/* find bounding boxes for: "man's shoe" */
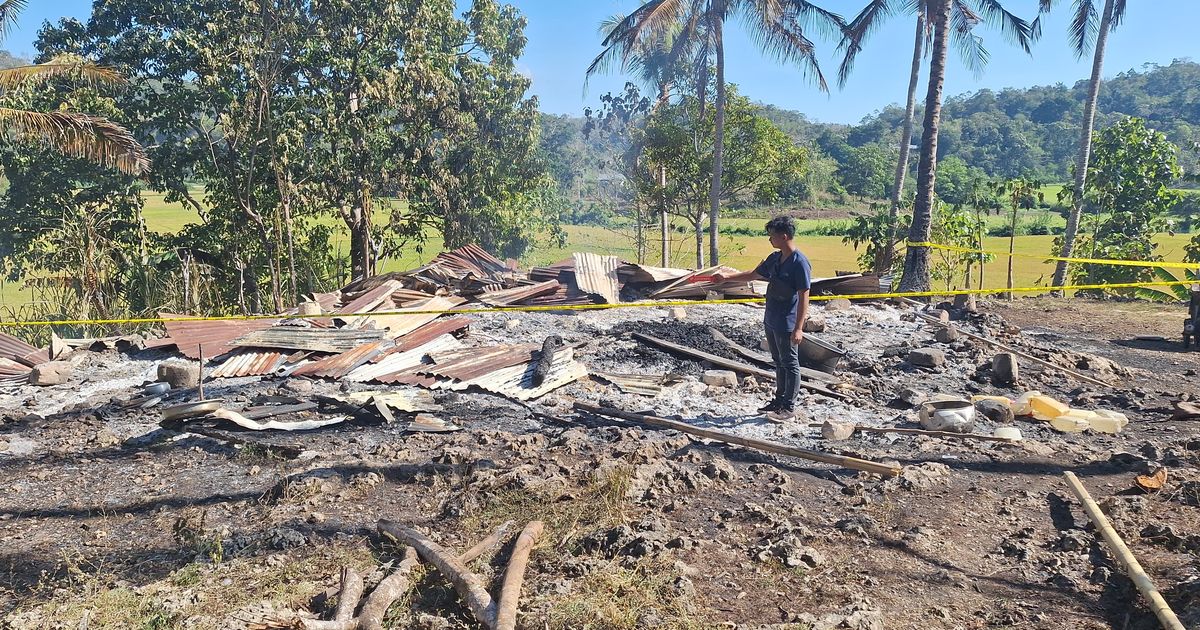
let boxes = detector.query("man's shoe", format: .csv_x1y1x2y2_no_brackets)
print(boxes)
757,400,782,414
767,407,796,422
********
WORK TO COMPLETE |
Each record should be copied exactly, and each image left out.

FINISHED EXERCISE |
/* find bounding boxes for: "man's shoe" */
let boxes = detector.query("man's shoe", format: .csv_x1y1x2y2_no_brackets)
print(boxes)
757,400,782,414
767,407,796,422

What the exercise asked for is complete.